Below are the entries; transcribe them exactly and drop every picture.
--- AVAILABLE DATA Enclosed Below ---
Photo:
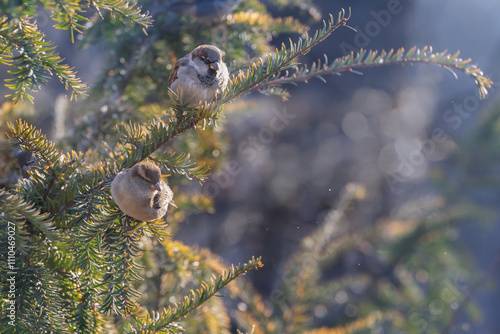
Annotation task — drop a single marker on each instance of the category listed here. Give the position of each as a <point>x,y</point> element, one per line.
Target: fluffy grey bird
<point>140,192</point>
<point>201,75</point>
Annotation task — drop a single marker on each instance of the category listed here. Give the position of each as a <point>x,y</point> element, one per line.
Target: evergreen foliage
<point>82,266</point>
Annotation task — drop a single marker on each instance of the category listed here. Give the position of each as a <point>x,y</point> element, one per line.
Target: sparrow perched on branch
<point>201,75</point>
<point>140,192</point>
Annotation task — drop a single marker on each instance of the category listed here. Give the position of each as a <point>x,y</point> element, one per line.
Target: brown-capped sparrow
<point>201,75</point>
<point>140,192</point>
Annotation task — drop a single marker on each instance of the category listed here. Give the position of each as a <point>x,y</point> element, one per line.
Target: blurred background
<point>415,137</point>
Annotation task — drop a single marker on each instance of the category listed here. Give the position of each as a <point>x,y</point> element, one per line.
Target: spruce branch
<point>180,163</point>
<point>263,70</point>
<point>370,58</point>
<point>360,324</point>
<point>164,321</point>
<point>24,46</point>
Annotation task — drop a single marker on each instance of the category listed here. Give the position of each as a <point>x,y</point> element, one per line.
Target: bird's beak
<point>214,66</point>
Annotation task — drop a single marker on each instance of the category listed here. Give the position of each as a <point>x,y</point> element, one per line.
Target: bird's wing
<point>164,197</point>
<point>174,74</point>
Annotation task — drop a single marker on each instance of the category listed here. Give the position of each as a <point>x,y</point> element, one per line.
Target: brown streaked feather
<point>173,75</point>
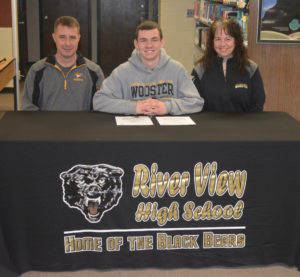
--- End of Enclosed AVAILABLE DATA ---
-- RESULT OF THIS TASK --
Photo:
Annotation task — drop a single marker on each instance of the category listed here. Give the position of each as a <point>x,y</point> element, one per line.
Target: fluffy grey bird
<point>140,192</point>
<point>201,75</point>
Annotation task — drop a single marker on each instance of the category listed here. Give the position of each as a <point>x,y</point> element, one per line.
Target: evergreen foliage
<point>82,266</point>
Annotation task — drop a single marker on each instance of the category listed here. Give the position of each as a <point>x,y</point> element, one per line.
Target: sparrow perched on branch
<point>201,75</point>
<point>140,192</point>
Annotation task — drop a single marker on each instance of the category listed here. Give the position of each as a <point>x,y</point> element, one per line.
Target: brown-capped sparrow
<point>201,75</point>
<point>140,192</point>
Annotation task — drop a single marker on each instance of the category listed here. Give the position of each as a <point>x,y</point> element, one per line.
Target: blurred background
<point>415,137</point>
Annotation task — drop a single marker on each instance of the category listed here. Give the position of each as a <point>x,y</point> element, one per line.
Target: spruce branch
<point>180,163</point>
<point>263,70</point>
<point>370,58</point>
<point>360,324</point>
<point>164,321</point>
<point>24,46</point>
Annotation task — drop a single marker on each instance of the category listed here. Give the position of each as a <point>x,y</point> element, one per line.
Target: bird's beak
<point>214,66</point>
Annotation task — drop a single marker on each instance of the category listed here. Give the position of each as a <point>x,y</point> element, one per line.
Target: bird's wing
<point>164,197</point>
<point>174,74</point>
Annotation task — drop a single marker on each instance of the category listed here. Give the position of each as a <point>x,y</point> element, one per line.
Target: brown streaked feather
<point>173,75</point>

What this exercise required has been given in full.